>> begin Given records
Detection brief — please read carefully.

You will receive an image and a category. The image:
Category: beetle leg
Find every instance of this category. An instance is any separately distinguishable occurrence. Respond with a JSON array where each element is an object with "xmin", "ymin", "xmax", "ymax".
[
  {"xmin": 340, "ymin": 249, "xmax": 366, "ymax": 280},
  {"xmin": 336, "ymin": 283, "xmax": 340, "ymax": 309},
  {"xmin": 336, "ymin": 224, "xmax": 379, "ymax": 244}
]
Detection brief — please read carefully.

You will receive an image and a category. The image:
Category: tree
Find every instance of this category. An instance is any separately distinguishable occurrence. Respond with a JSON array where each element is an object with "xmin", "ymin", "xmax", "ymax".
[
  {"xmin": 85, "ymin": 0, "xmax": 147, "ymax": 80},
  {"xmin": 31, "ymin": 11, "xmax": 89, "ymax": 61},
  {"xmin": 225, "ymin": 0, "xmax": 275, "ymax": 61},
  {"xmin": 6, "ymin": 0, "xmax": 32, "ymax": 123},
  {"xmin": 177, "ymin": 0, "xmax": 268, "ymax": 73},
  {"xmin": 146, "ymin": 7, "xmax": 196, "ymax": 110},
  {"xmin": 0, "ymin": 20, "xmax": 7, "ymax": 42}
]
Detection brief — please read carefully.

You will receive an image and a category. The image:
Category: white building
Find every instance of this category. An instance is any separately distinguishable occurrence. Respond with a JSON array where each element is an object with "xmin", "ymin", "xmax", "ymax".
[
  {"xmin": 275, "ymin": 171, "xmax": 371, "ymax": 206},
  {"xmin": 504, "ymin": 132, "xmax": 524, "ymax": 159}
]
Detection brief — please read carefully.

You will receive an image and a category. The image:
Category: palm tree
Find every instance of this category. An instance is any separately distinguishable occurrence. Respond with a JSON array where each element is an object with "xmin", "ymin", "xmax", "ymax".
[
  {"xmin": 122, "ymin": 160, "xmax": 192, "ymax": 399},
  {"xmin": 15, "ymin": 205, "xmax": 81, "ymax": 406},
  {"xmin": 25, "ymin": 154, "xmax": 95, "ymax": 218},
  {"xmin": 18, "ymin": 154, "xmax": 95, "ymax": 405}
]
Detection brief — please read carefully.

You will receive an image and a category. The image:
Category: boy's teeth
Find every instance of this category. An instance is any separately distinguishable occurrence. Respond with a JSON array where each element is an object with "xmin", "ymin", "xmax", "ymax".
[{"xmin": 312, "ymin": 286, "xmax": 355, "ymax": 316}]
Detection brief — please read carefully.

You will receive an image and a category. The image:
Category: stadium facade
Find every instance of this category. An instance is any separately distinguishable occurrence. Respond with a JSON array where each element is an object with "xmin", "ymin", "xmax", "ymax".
>> end Given records
_What the exercise asks_. Copy the records above word for word, from the very start down through the line containing "Category: beetle leg", including that line.

_Reply to the task_.
Detection brief — please read carefully.

You will receive an image and a category. The image:
Category: beetle leg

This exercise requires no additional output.